# WHAT IS BEING ASKED:
Select every line in the listing below that contains the string "piece" and copy each one out in full.

# RECORD LIST:
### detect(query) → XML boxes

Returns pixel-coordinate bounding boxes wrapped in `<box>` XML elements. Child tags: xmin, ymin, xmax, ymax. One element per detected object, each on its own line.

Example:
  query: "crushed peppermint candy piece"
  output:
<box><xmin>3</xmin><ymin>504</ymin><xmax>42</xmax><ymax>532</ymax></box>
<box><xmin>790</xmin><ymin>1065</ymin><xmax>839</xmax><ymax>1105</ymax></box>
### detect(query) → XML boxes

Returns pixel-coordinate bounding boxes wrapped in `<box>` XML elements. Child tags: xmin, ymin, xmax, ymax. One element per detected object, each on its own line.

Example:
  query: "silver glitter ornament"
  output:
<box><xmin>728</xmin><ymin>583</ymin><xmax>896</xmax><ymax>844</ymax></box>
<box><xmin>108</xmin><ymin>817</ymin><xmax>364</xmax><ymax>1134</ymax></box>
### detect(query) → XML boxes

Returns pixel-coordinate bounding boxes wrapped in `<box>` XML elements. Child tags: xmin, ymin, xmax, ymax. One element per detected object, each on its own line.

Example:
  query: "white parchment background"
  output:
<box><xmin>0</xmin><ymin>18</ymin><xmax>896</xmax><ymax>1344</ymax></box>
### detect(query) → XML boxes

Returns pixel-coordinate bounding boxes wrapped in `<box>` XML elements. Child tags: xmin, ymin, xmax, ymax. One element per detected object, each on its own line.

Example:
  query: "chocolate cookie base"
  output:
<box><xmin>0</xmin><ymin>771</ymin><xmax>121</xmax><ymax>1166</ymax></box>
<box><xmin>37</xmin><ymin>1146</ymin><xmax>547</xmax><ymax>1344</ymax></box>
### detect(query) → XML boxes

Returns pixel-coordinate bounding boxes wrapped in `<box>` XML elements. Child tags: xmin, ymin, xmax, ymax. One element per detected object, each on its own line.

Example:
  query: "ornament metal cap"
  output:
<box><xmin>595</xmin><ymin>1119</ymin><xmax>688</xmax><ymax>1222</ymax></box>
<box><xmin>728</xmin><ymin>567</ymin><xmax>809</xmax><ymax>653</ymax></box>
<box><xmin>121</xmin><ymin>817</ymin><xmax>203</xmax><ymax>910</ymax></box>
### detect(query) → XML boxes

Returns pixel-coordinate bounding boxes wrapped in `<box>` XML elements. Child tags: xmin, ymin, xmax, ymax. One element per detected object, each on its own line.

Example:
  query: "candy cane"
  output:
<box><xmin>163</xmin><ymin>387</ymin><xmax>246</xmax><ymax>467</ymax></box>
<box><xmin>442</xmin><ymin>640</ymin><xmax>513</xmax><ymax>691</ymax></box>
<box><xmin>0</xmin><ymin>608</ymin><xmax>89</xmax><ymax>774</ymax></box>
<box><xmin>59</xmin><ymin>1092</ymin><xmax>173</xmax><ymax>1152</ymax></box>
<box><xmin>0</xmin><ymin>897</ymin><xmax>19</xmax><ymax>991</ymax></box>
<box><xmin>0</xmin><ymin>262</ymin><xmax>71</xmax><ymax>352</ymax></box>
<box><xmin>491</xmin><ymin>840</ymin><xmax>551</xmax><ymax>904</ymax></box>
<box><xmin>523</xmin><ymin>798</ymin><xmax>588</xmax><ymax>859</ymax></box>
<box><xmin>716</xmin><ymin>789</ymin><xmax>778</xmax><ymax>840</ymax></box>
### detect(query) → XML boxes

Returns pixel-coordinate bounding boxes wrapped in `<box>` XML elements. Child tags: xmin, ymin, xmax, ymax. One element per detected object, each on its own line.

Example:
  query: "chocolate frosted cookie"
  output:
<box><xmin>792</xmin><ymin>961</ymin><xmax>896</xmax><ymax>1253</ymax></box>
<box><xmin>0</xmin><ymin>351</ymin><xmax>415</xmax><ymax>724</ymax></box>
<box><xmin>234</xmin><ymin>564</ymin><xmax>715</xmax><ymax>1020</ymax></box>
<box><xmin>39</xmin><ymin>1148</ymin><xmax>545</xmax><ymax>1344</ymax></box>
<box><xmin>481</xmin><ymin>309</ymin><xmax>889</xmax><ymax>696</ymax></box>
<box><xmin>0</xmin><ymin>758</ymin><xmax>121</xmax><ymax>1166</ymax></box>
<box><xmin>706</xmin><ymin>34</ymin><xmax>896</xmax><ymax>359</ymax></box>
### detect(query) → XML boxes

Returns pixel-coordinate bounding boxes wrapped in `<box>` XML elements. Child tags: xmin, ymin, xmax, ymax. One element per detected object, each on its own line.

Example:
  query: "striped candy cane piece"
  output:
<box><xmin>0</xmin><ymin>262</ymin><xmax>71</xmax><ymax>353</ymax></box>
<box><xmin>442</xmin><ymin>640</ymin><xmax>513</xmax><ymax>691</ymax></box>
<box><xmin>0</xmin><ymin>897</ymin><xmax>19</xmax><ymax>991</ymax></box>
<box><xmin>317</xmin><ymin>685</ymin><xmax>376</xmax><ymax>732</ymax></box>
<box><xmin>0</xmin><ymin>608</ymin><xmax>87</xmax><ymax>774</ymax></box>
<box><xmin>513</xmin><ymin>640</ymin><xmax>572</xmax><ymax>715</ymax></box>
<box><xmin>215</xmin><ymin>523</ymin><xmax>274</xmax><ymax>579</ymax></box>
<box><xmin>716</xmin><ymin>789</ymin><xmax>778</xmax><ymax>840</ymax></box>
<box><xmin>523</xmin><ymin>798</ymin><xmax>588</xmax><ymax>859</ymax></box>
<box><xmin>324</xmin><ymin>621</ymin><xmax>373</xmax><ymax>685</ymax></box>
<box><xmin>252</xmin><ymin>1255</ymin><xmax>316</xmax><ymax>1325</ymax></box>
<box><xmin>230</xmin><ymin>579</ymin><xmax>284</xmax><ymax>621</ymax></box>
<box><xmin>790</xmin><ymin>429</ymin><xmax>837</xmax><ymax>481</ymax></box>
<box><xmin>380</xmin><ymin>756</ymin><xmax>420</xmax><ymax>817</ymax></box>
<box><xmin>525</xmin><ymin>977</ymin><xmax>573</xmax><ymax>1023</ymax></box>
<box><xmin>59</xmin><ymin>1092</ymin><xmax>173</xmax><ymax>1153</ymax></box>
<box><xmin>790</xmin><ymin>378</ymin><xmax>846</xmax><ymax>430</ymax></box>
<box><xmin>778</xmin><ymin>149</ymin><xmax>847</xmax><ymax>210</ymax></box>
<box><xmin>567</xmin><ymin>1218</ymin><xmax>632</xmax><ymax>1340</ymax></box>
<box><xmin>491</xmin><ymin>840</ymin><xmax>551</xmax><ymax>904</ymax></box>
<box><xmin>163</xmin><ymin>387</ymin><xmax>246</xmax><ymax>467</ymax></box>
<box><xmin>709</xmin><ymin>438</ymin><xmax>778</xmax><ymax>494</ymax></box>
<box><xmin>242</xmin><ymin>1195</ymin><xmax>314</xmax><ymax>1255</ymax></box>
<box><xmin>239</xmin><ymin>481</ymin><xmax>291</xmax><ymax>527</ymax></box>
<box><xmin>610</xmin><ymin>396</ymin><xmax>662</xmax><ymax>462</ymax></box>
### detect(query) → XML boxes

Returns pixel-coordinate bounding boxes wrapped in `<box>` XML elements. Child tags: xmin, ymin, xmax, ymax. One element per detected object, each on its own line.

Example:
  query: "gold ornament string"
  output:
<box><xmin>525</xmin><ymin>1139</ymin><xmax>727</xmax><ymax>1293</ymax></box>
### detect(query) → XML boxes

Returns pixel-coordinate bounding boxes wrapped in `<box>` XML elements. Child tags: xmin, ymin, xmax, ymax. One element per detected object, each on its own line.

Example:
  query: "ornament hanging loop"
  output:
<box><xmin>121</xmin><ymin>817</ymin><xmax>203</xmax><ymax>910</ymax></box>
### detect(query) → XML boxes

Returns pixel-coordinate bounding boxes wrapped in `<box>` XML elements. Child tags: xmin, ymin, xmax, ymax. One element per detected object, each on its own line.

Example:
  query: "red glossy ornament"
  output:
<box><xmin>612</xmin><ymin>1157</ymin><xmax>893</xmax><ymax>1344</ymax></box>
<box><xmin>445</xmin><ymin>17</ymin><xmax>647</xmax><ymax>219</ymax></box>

# SOLUTION FOR THIS EXERCISE:
  query: "crushed peppermint candy piece"
  query: "striped candy cane piece"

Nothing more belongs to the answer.